**What is needed**:
Rewrite all of the lines below as a numbered list, leaving out every blank line.
--- start of Extracted records ---
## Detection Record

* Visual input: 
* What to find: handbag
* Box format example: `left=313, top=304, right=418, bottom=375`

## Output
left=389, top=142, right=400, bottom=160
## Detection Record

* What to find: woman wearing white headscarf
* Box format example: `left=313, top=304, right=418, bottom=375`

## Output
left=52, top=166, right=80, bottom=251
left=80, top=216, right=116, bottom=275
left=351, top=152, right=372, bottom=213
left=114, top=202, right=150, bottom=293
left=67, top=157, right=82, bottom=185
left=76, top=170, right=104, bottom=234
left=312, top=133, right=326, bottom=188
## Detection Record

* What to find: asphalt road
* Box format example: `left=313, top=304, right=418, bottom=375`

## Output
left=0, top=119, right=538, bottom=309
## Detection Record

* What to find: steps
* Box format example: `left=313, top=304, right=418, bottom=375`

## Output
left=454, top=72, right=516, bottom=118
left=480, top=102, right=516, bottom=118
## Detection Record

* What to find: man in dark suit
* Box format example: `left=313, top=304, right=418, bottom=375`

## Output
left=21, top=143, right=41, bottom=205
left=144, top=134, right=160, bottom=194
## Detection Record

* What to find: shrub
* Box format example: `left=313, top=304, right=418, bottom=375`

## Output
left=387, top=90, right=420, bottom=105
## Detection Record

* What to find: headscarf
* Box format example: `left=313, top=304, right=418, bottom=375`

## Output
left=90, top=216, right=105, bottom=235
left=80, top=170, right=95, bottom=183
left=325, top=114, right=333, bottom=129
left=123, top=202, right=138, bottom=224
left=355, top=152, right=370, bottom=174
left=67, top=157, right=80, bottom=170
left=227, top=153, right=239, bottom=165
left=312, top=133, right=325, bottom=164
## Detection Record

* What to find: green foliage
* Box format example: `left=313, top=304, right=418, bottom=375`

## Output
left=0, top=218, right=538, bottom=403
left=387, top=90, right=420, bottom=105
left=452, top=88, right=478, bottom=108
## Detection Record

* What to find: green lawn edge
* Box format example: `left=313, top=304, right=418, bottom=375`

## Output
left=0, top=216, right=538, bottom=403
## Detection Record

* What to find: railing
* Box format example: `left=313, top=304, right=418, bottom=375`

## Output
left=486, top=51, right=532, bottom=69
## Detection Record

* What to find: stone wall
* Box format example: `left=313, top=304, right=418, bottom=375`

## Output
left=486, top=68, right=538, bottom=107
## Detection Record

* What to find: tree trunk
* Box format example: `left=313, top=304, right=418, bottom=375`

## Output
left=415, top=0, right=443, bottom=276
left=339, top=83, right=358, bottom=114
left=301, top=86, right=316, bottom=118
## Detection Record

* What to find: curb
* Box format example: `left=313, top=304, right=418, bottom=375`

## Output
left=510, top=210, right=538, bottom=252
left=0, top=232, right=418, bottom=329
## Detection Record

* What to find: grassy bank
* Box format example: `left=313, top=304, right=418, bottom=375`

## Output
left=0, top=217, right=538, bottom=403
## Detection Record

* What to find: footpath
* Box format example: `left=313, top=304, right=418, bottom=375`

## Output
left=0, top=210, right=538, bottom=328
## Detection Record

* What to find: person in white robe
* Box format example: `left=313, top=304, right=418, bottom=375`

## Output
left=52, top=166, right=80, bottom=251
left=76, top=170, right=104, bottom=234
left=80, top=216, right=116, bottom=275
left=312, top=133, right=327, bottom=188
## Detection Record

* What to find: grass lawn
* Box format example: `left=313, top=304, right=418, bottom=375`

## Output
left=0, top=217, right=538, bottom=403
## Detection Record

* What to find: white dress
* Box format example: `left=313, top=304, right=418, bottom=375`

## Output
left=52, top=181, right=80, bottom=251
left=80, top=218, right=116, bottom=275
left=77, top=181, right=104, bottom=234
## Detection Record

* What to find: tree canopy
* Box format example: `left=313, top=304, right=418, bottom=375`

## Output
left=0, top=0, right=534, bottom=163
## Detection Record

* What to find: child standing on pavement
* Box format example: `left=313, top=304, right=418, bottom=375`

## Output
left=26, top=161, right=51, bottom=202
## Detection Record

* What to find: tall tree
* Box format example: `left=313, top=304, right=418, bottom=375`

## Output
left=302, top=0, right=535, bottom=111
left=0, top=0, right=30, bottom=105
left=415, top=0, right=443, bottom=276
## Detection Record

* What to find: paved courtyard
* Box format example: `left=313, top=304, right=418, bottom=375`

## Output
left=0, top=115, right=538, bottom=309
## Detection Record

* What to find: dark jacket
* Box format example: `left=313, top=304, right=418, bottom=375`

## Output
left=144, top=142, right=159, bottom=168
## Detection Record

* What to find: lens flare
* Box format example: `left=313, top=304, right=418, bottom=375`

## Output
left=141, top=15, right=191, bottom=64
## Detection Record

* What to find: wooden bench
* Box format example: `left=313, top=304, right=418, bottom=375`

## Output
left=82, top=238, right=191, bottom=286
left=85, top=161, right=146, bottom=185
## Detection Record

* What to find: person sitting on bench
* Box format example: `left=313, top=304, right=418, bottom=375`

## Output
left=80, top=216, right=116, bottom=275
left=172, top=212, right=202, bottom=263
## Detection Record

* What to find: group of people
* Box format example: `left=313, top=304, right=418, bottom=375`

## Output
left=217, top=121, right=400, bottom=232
--- end of Extracted records ---
**Result below**:
1. ## Detection Record
2. * Visual input: 
3. * What to find: handbag
4. * Box format example: `left=313, top=304, right=418, bottom=375`
5. ## Output
6. left=389, top=142, right=400, bottom=160
7. ## Detection Record
8. * What to find: woman wearing white headscarf
9. * Box format example: `left=313, top=304, right=418, bottom=375`
10. ## Output
11. left=52, top=166, right=80, bottom=251
12. left=80, top=216, right=116, bottom=275
13. left=351, top=152, right=372, bottom=213
14. left=114, top=202, right=150, bottom=293
15. left=67, top=157, right=82, bottom=185
16. left=76, top=170, right=104, bottom=234
17. left=312, top=133, right=326, bottom=188
18. ## Detection Record
19. * What to find: asphalt road
20. * Box format example: `left=313, top=304, right=418, bottom=375`
21. ## Output
22. left=0, top=119, right=538, bottom=309
23. ## Detection Record
24. * What to find: steps
25. * Box format example: `left=313, top=304, right=418, bottom=375`
26. ## Output
27. left=454, top=72, right=516, bottom=118
28. left=480, top=102, right=516, bottom=118
29. ## Detection Record
30. * What to find: man in dark suit
31. * Box format example: `left=313, top=304, right=418, bottom=375`
32. ## Output
33. left=21, top=143, right=41, bottom=205
34. left=144, top=134, right=160, bottom=194
35. ## Detection Record
36. * What to find: shrub
37. * Box format example: `left=313, top=304, right=418, bottom=375`
38. ## Output
39. left=387, top=90, right=420, bottom=105
40. ## Detection Record
41. * What to find: headscarf
42. * Box format example: `left=313, top=304, right=418, bottom=375`
43. ## Output
44. left=90, top=216, right=105, bottom=235
45. left=80, top=170, right=95, bottom=183
46. left=325, top=114, right=333, bottom=129
47. left=123, top=202, right=138, bottom=224
48. left=355, top=152, right=370, bottom=174
49. left=67, top=157, right=80, bottom=170
50. left=227, top=153, right=239, bottom=165
51. left=312, top=133, right=325, bottom=164
52. ## Detection Record
53. * What to find: green foliage
54. * Box format example: `left=313, top=304, right=418, bottom=375`
55. ## Output
56. left=0, top=218, right=538, bottom=403
57. left=387, top=90, right=420, bottom=105
58. left=452, top=88, right=478, bottom=108
59. ## Detection Record
60. * What to find: green lawn edge
61. * Box format example: `left=313, top=304, right=418, bottom=375`
62. ## Output
63. left=0, top=216, right=538, bottom=403
64. ## Detection Record
65. * What to find: railing
66. * Box format example: `left=313, top=304, right=418, bottom=375`
67. ## Output
68. left=486, top=51, right=532, bottom=69
69. ## Detection Record
70. * What to find: stone wall
71. * Box format example: `left=313, top=304, right=418, bottom=375`
72. ## Output
73. left=486, top=68, right=538, bottom=107
74. ## Detection Record
75. * What to find: tree trunk
76. * Box format example: `left=313, top=304, right=418, bottom=375`
77. ## Output
78. left=415, top=0, right=443, bottom=276
79. left=339, top=83, right=358, bottom=114
80. left=301, top=86, right=316, bottom=118
81. ## Detection Record
82. * What to find: curb
83. * Box format example: `left=313, top=304, right=418, bottom=375`
84. ## Output
85. left=510, top=210, right=538, bottom=252
86. left=0, top=232, right=418, bottom=329
87. ## Detection Record
88. * What to find: grassy bank
89. * Box format example: `left=313, top=304, right=418, bottom=375`
90. ## Output
91. left=0, top=217, right=538, bottom=403
92. ## Detection Record
93. * What to find: footpath
94. * Box format example: `left=313, top=304, right=418, bottom=375`
95. ## Output
96. left=0, top=210, right=538, bottom=328
97. ## Detection Record
98. * What to find: person in white robe
99. * Box format example: `left=313, top=304, right=418, bottom=375`
100. ## Output
101. left=52, top=166, right=80, bottom=251
102. left=76, top=170, right=104, bottom=234
103. left=80, top=216, right=116, bottom=275
104. left=312, top=133, right=327, bottom=188
105. ## Detection Record
106. * What to find: grass lawn
107. * Box format example: `left=313, top=304, right=418, bottom=375`
108. ## Output
109. left=0, top=217, right=538, bottom=403
110. ## Detection Record
111. * What to find: white dress
112. * Box format example: `left=313, top=304, right=418, bottom=375`
113. ## Output
114. left=52, top=181, right=80, bottom=251
115. left=80, top=218, right=116, bottom=275
116. left=77, top=181, right=104, bottom=234
117. ## Detection Record
118. * What to find: tree canopy
119. * Box format example: `left=313, top=304, right=418, bottom=375`
120. ## Output
121. left=0, top=0, right=534, bottom=163
122. ## Detection Record
123. * What to find: child standing on pavement
124. * Box format example: `left=313, top=304, right=418, bottom=375`
125. ## Output
126. left=26, top=161, right=51, bottom=202
127. ## Detection Record
128. * What to find: tall tree
129. * Box format example: `left=313, top=304, right=418, bottom=375`
130. ## Output
131. left=302, top=0, right=535, bottom=111
132. left=0, top=0, right=30, bottom=105
133. left=415, top=0, right=443, bottom=276
134. ## Detection Record
135. * What to find: paved courtyard
136. * Box format example: `left=313, top=304, right=418, bottom=375`
137. ## Output
138. left=0, top=115, right=538, bottom=309
139. ## Detection Record
140. * What to find: dark jacket
141. * Box format example: `left=313, top=304, right=418, bottom=375`
142. ## Output
143. left=144, top=142, right=159, bottom=168
144. ## Detection Record
145. * What to find: lens flare
146. * Box format example: `left=313, top=304, right=418, bottom=375`
147. ## Output
148. left=141, top=15, right=191, bottom=64
149. ## Detection Record
150. * What to find: wooden bench
151. * Box format example: `left=313, top=304, right=418, bottom=375`
152. ## Output
153. left=82, top=238, right=191, bottom=286
154. left=85, top=161, right=146, bottom=185
155. ## Detection Record
156. * What to find: person sitting on bench
157. * Box format example: `left=313, top=304, right=418, bottom=375`
158. ## Output
159. left=80, top=216, right=116, bottom=275
160. left=172, top=212, right=202, bottom=263
161. ## Detection Record
162. * What to find: group of people
163. * Box format example: `left=313, top=304, right=418, bottom=375`
164. ## Output
165. left=217, top=121, right=400, bottom=232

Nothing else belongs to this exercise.